____ Supplied records

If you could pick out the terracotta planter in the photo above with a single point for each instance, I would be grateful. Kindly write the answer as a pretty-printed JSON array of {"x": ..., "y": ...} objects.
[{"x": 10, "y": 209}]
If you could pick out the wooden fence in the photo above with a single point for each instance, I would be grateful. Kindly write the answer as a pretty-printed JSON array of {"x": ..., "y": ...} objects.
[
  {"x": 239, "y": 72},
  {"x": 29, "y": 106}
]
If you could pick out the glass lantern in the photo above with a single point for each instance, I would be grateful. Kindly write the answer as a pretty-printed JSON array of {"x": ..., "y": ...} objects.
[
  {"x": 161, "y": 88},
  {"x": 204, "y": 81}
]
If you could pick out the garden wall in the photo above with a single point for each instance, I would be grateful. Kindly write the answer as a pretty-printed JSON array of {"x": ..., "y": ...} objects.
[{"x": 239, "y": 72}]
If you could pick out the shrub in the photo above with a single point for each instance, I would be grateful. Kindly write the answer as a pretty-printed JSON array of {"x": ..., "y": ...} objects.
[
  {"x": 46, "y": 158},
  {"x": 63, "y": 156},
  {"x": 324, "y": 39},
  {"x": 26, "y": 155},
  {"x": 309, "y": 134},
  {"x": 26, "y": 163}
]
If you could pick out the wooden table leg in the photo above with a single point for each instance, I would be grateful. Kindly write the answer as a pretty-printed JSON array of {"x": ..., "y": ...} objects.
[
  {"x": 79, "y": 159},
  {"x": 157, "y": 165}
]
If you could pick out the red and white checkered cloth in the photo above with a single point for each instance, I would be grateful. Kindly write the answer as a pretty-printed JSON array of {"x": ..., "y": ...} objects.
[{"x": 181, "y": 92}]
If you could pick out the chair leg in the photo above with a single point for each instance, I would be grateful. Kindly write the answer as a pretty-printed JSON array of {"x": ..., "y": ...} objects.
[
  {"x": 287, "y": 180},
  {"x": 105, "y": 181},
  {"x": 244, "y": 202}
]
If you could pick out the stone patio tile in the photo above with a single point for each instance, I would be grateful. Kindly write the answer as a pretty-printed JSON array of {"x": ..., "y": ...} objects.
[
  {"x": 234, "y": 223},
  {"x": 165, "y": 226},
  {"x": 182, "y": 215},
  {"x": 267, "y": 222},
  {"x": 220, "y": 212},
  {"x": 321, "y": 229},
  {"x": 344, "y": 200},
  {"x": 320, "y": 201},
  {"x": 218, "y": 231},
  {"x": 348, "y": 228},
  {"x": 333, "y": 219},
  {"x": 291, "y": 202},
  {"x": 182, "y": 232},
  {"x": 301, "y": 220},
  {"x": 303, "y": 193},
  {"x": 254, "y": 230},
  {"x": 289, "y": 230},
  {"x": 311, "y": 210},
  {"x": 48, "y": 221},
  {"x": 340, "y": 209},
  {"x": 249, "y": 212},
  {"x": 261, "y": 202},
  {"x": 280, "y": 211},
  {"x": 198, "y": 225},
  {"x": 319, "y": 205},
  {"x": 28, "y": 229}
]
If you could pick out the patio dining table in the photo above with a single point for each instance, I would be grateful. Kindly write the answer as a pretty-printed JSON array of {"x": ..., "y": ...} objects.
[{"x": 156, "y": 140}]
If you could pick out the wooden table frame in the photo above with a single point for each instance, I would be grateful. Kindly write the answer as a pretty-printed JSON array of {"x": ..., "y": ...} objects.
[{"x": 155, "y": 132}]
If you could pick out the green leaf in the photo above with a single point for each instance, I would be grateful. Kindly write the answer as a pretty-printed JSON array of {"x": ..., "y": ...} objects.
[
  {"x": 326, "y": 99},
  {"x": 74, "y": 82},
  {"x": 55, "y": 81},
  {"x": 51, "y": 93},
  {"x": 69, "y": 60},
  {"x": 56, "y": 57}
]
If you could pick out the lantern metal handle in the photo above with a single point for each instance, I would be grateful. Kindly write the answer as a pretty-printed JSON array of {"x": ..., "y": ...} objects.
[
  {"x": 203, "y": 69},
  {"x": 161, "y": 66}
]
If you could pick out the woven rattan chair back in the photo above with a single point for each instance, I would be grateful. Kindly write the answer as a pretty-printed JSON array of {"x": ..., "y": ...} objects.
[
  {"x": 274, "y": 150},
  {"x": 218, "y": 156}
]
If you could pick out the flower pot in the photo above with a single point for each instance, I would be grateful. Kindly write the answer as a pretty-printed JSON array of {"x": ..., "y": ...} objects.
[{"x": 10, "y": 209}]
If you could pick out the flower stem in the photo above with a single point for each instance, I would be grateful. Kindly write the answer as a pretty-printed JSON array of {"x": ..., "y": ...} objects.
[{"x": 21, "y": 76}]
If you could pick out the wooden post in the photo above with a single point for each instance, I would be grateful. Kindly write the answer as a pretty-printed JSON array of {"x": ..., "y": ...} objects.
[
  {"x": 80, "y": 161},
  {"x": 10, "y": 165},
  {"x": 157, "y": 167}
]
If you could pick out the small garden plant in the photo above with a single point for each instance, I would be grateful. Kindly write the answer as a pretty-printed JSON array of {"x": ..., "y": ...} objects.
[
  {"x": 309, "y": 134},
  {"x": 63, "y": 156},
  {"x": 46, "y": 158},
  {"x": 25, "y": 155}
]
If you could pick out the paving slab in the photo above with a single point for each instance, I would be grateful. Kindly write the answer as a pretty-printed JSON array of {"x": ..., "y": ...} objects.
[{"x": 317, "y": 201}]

________

**Try it**
From the line holding "If you could pick out the paving" to the last line of the entries above, restate each line exactly; include both ends and omit everything else.

**Response to this exercise**
If you could pick out the paving slab in the photo above with a single point for each instance, I would be grateful. Kindly write the answer as a pretty-printed JSON array of {"x": ..., "y": ...} objects.
[{"x": 317, "y": 201}]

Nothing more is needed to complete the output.